[Items from a pointing dataset]
'''

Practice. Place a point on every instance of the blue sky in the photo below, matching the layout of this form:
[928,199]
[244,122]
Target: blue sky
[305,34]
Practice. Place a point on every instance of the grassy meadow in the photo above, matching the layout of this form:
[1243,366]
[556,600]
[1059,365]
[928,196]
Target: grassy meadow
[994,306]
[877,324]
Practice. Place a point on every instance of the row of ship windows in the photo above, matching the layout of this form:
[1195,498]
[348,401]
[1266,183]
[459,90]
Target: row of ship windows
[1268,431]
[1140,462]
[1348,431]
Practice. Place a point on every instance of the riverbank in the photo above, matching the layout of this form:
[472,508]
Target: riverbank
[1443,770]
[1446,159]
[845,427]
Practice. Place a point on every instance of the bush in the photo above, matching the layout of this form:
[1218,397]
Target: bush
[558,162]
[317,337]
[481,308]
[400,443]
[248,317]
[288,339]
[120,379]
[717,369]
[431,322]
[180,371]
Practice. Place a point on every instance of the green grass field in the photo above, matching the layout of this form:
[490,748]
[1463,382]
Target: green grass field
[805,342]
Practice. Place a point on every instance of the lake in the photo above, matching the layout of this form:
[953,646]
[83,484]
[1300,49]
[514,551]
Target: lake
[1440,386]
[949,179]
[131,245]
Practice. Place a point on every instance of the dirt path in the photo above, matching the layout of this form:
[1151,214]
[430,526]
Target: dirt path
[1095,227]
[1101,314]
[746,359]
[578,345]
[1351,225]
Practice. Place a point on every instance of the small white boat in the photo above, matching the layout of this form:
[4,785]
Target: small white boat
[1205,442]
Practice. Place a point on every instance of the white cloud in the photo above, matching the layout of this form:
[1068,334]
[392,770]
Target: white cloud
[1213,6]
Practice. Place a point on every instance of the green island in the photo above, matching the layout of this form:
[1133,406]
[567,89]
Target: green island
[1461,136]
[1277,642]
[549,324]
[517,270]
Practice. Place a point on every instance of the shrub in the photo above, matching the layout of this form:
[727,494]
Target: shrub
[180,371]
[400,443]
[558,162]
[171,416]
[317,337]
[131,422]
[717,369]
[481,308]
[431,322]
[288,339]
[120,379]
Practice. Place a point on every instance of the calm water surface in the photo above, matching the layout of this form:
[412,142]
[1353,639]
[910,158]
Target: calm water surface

'''

* WHAT YOU NEED TO DO
Reproduce every item above verbatim, keeping each line unchanged and in its original order.

* REPLY TO THE EXERCISE
Practice. Place a point on every instance of the blue sky in the photo below, matching the layout of this form:
[928,199]
[244,122]
Target: blue sky
[305,34]
Practice. Place a point on every instance of the grassy meadow in the photo above, matching the layout of this form:
[1243,366]
[556,600]
[1059,365]
[928,196]
Target: grassy meadow
[994,306]
[877,324]
Practice. Place a point on every instance of the row of ship windows in the photo above, matching the layout of this form:
[1195,498]
[348,401]
[1266,183]
[459,90]
Target: row of ship windows
[1268,431]
[1140,462]
[1348,431]
Practice. Place a point on every instance of the riverbank in the photo above, matching the layout of this form:
[472,508]
Target: riverbank
[1443,770]
[1446,159]
[845,427]
Practice. Place a point on every instance of the bush in the photo above, matching the layout of this form:
[1218,397]
Target: bush
[558,162]
[317,337]
[481,308]
[400,443]
[248,317]
[288,339]
[120,379]
[717,369]
[431,322]
[180,371]
Practice. Place a point on every instance of the green grass field in the photo above, matching the layout of this form:
[490,748]
[1463,382]
Target: green grass field
[805,342]
Practice. Place a point on every instance of the lake in the photo above, matching the layout of this form:
[953,646]
[83,484]
[1300,49]
[514,551]
Target: lake
[1440,386]
[949,179]
[131,245]
Practice. Place a point on every instance of the dirt path in the photo above, matching the layout of this form:
[1151,214]
[430,526]
Target: dirt path
[1095,227]
[1101,314]
[746,359]
[578,345]
[1351,225]
Practice. Place a point on every instance of the small white boat in the photo above, matching the layout of this form:
[4,785]
Target: small white boat
[1205,442]
Practice. Place a point on every instance of the white cloud in the photo above, matching the layout of this form:
[1068,334]
[392,770]
Target: white cloud
[1213,6]
Practice. Place a point on every instance of the green island in the photo above, matching the layout of this form:
[1133,406]
[567,89]
Target: green island
[1461,136]
[1277,642]
[549,324]
[517,270]
Practice. Place a point on every instance of the shrub in the photo above, matching the layout of this form:
[727,494]
Target: shrub
[180,371]
[400,443]
[558,162]
[171,416]
[317,337]
[131,422]
[717,369]
[481,308]
[431,322]
[288,339]
[120,379]
Practice. Place a point on every instance of the calm water surface in the photo above, matching the layout of this form:
[412,142]
[1353,639]
[910,158]
Target: calm water surface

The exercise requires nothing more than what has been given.